* WHAT IS NEEDED
Going through the data below, find how many lines include the word "then", and reply with that number alone.

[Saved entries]

----

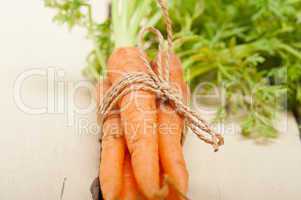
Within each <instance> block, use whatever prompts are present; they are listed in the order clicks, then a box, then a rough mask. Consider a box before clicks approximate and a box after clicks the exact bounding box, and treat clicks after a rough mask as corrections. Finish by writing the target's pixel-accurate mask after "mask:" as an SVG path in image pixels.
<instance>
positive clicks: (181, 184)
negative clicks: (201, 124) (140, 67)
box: [153, 54, 189, 200]
mask: <svg viewBox="0 0 301 200" xmlns="http://www.w3.org/2000/svg"><path fill="white" fill-rule="evenodd" d="M161 55H162V61H163V62H162V64H163V66H162V67H163V68H164V67H166V66H165V65H166V61H167V57H166V54H161ZM169 62H170V84H171V85H172V86H173V87H174V88H176V89H178V90H179V91H180V92H181V93H182V97H183V99H184V102H185V103H186V102H187V101H188V98H189V90H188V87H187V84H186V83H185V81H184V79H183V71H182V65H181V61H180V60H179V59H178V58H177V56H176V55H174V54H172V55H170V58H169ZM153 67H154V68H155V70H157V65H156V64H153ZM163 73H164V70H163ZM163 75H164V74H163ZM159 103H160V105H159V108H158V132H159V155H160V161H161V164H162V168H163V171H164V173H165V174H166V175H168V178H169V179H170V180H171V181H172V182H173V185H174V187H176V189H175V188H172V187H170V188H169V191H170V192H169V195H168V197H167V199H170V200H171V199H172V200H175V199H181V196H180V195H179V194H178V193H177V192H176V190H177V191H180V192H181V193H182V194H186V193H187V189H188V171H187V168H186V164H185V160H184V155H183V150H182V146H181V136H182V132H183V129H184V119H183V117H182V116H180V115H178V114H177V112H176V111H175V110H174V109H175V108H174V107H173V106H172V104H170V103H167V104H166V103H161V102H159Z"/></svg>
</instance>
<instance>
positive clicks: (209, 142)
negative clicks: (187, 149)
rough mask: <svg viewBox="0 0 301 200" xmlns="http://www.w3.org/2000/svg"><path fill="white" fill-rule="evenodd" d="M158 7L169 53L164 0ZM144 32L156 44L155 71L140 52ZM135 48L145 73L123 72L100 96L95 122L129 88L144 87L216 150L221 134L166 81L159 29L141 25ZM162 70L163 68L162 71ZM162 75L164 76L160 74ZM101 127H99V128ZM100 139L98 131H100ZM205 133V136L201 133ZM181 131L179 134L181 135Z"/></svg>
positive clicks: (166, 6)
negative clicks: (137, 51) (163, 71)
mask: <svg viewBox="0 0 301 200" xmlns="http://www.w3.org/2000/svg"><path fill="white" fill-rule="evenodd" d="M158 3H159V5H160V7H161V10H162V13H163V18H164V21H165V24H166V29H167V41H168V54H167V56H170V54H171V52H172V37H173V36H172V24H171V19H170V17H169V15H168V9H167V6H166V4H165V1H163V0H158ZM146 32H151V33H153V34H155V35H156V38H157V40H158V43H159V47H158V52H159V54H158V55H159V58H158V62H157V65H158V74H156V73H155V72H154V70H153V69H152V67H151V64H150V63H149V61H148V60H147V58H146V57H145V56H144V54H143V48H142V46H143V35H144V34H145V33H146ZM139 38H140V40H139V50H140V58H141V59H142V60H143V63H144V65H145V66H146V68H147V73H130V74H126V75H124V77H123V78H122V79H121V80H119V81H118V82H116V83H115V84H113V85H112V87H111V88H110V89H109V91H107V92H106V94H105V95H104V98H103V101H102V104H100V105H99V107H98V117H99V122H100V123H99V124H100V126H102V124H103V123H104V121H105V119H106V118H107V117H108V116H109V115H110V111H111V110H112V109H113V108H114V106H115V105H116V104H117V102H118V101H119V100H121V99H122V98H123V97H124V96H125V95H127V94H129V93H130V92H133V91H138V90H144V91H150V92H153V93H155V94H156V95H157V96H158V97H159V98H161V99H166V100H169V101H170V102H173V103H174V106H175V110H176V111H177V113H178V114H180V115H181V116H183V117H184V118H185V120H186V125H187V126H188V127H189V128H190V129H191V130H192V131H193V133H195V134H196V135H197V137H198V138H199V139H201V140H203V141H204V142H205V143H208V144H211V145H212V146H213V149H214V151H218V149H219V146H221V145H223V144H224V140H223V137H222V136H221V135H220V134H218V133H216V132H215V131H214V130H213V129H212V128H210V126H209V124H208V123H207V122H206V121H205V120H204V119H202V117H201V116H200V115H199V114H198V113H196V112H195V111H193V110H191V109H190V108H189V107H188V106H187V105H185V104H184V103H183V100H182V97H181V95H180V93H179V91H177V90H175V89H174V88H173V87H171V86H170V84H169V57H168V58H167V63H166V65H165V66H166V68H165V69H163V67H162V57H161V56H162V54H161V52H162V51H163V48H164V38H163V36H162V34H161V32H160V31H159V30H157V29H155V28H153V27H148V28H144V29H142V30H141V31H140V33H139ZM163 70H166V71H165V72H164V73H163ZM164 75H165V76H164ZM100 128H101V129H102V127H100ZM100 133H101V136H100V138H101V139H102V137H103V136H102V130H101V131H100ZM204 133H207V136H206V135H205V134H204ZM184 136H185V134H182V138H183V137H184Z"/></svg>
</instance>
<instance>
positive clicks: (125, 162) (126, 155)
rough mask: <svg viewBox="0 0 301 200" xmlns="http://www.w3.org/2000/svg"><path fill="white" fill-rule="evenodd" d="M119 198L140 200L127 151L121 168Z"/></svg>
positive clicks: (131, 165)
mask: <svg viewBox="0 0 301 200" xmlns="http://www.w3.org/2000/svg"><path fill="white" fill-rule="evenodd" d="M120 199H121V200H142V199H143V197H142V196H141V194H140V192H139V189H138V186H137V183H136V180H135V177H134V174H133V169H132V164H131V158H130V155H129V154H128V153H126V154H125V160H124V169H123V185H122V192H121V195H120Z"/></svg>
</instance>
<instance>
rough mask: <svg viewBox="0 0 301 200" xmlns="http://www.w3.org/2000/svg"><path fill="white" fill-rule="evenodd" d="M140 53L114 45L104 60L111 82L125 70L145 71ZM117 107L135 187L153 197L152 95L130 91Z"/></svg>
mask: <svg viewBox="0 0 301 200" xmlns="http://www.w3.org/2000/svg"><path fill="white" fill-rule="evenodd" d="M140 56H141V54H140V51H139V49H138V48H134V47H127V48H119V49H116V50H115V51H114V52H113V54H112V55H111V56H110V58H109V61H108V76H109V79H110V81H111V82H112V83H113V84H114V83H116V81H118V80H120V79H121V78H123V77H124V75H125V74H128V73H133V72H147V69H146V67H145V65H144V63H143V60H142V59H141V57H140ZM144 56H145V55H144ZM119 108H120V111H121V113H120V116H121V123H122V126H123V127H124V133H125V138H126V142H127V146H128V149H129V152H130V155H131V163H132V167H133V172H134V176H135V178H136V181H137V183H138V187H139V189H140V191H141V192H142V193H143V195H144V196H146V197H147V198H148V199H155V197H156V195H157V193H158V191H159V189H160V185H159V153H158V135H157V128H156V123H157V113H156V110H157V109H156V96H155V95H154V94H152V93H151V92H147V91H142V90H141V91H132V92H130V93H129V94H127V95H126V96H124V97H123V98H122V99H121V100H120V101H119Z"/></svg>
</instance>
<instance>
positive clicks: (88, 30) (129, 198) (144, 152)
mask: <svg viewBox="0 0 301 200" xmlns="http://www.w3.org/2000/svg"><path fill="white" fill-rule="evenodd" d="M164 1H165V2H166V0H164ZM161 2H163V1H161ZM45 3H46V6H48V7H50V8H53V9H55V10H56V11H57V13H56V16H55V18H54V19H55V20H56V21H59V22H60V23H65V24H67V25H68V26H69V27H73V26H74V25H79V26H82V27H84V28H86V29H87V31H88V37H89V38H90V39H91V40H92V41H93V44H94V49H93V51H92V52H91V54H90V55H89V57H88V58H89V59H88V67H87V68H86V69H85V71H84V72H85V74H86V75H87V76H88V77H92V78H91V79H92V80H93V81H95V80H96V93H97V103H98V105H99V104H101V103H102V100H103V98H104V94H105V93H106V92H107V91H108V90H109V89H110V87H111V86H112V85H113V84H115V83H116V82H118V81H120V80H121V79H122V78H124V76H125V75H127V74H130V73H135V72H142V73H147V67H146V66H145V63H144V61H143V58H141V50H140V49H138V48H136V47H135V46H137V44H138V33H139V30H140V29H141V28H142V27H149V26H154V25H155V24H157V23H158V22H159V20H160V18H161V12H160V10H159V9H158V7H157V0H145V1H142V0H111V7H110V11H111V12H109V13H110V19H109V20H108V21H107V22H108V23H104V24H102V25H99V24H98V23H97V22H96V21H95V20H94V19H93V14H92V10H93V9H92V5H91V4H90V3H89V1H88V0H61V1H58V0H45ZM85 11H86V13H85ZM112 49H115V50H112ZM143 54H144V55H142V56H144V57H145V58H147V55H146V53H145V52H143ZM153 57H154V58H153V62H151V63H152V67H153V69H154V71H155V72H156V73H159V72H158V66H157V64H156V63H157V60H158V59H159V58H160V59H161V61H162V62H161V63H162V65H163V66H162V67H163V68H164V67H166V66H165V65H166V63H167V61H168V62H169V68H170V70H169V72H168V73H169V83H170V85H171V86H172V87H174V89H177V90H178V91H179V93H181V95H182V98H183V100H184V103H187V102H188V100H189V89H188V86H187V84H186V83H185V81H184V79H183V77H184V75H183V71H182V66H181V61H180V60H179V58H178V57H177V56H176V55H174V54H172V55H170V54H169V56H167V53H166V52H161V53H159V55H157V56H153ZM167 59H169V60H167ZM165 73H167V72H165ZM100 74H101V75H104V76H103V77H105V78H103V77H102V78H100ZM163 75H166V74H163ZM129 87H130V86H129ZM116 111H118V112H116ZM100 126H102V132H103V133H102V143H101V149H102V150H101V161H100V170H99V172H100V174H99V181H100V186H101V191H102V194H103V198H104V199H105V200H138V199H149V200H156V199H169V200H177V199H184V198H185V195H186V193H187V190H188V172H187V168H186V165H185V160H184V156H183V151H182V145H181V139H182V133H183V129H184V118H183V117H182V116H180V115H178V113H177V112H176V110H175V107H174V105H173V104H172V102H168V101H167V102H165V101H163V100H161V99H158V98H157V97H156V95H155V94H154V93H152V92H149V91H145V90H135V91H132V92H130V93H128V94H127V95H125V96H123V98H122V99H120V100H119V102H118V104H117V105H116V107H115V108H114V109H113V110H112V115H109V116H108V117H107V118H106V119H105V121H103V122H102V124H100Z"/></svg>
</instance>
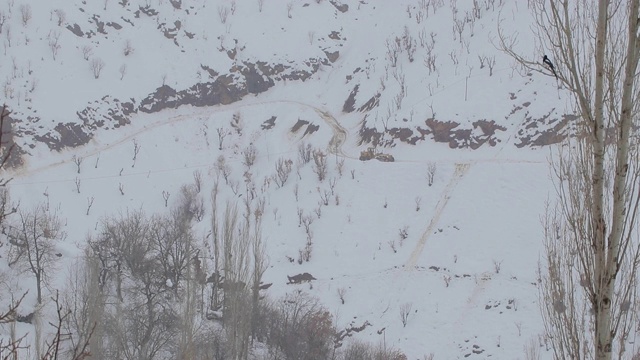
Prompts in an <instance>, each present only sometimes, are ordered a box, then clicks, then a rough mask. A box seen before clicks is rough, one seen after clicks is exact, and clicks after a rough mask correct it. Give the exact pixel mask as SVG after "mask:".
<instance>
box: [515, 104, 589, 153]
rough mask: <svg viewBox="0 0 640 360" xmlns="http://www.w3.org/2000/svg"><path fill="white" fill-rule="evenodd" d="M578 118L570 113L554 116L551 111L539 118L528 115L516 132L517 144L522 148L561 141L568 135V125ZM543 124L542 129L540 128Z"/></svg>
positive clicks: (517, 145) (542, 145)
mask: <svg viewBox="0 0 640 360" xmlns="http://www.w3.org/2000/svg"><path fill="white" fill-rule="evenodd" d="M552 111H553V110H552ZM576 119H578V116H576V115H570V114H565V115H563V116H562V117H561V118H560V119H558V118H553V117H551V112H549V113H548V114H546V115H544V116H543V117H541V118H539V119H534V118H532V117H531V116H528V117H527V118H525V121H524V123H523V126H522V127H521V129H520V130H518V133H517V134H516V138H517V139H518V140H519V142H518V143H516V144H515V145H516V147H519V148H521V147H524V146H545V145H552V144H557V143H560V142H562V141H563V140H564V139H566V138H567V136H568V135H567V132H566V131H565V129H566V128H567V125H568V124H569V123H570V122H572V121H574V120H576ZM541 125H542V126H543V127H542V129H540V128H541Z"/></svg>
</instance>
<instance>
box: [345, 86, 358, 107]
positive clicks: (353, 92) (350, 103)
mask: <svg viewBox="0 0 640 360" xmlns="http://www.w3.org/2000/svg"><path fill="white" fill-rule="evenodd" d="M358 90H360V85H356V86H354V88H353V90H351V93H350V94H349V97H348V98H347V100H346V101H345V102H344V105H343V106H342V112H345V113H350V112H353V111H354V110H355V109H356V108H355V104H356V95H358Z"/></svg>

----

* ANSWER
2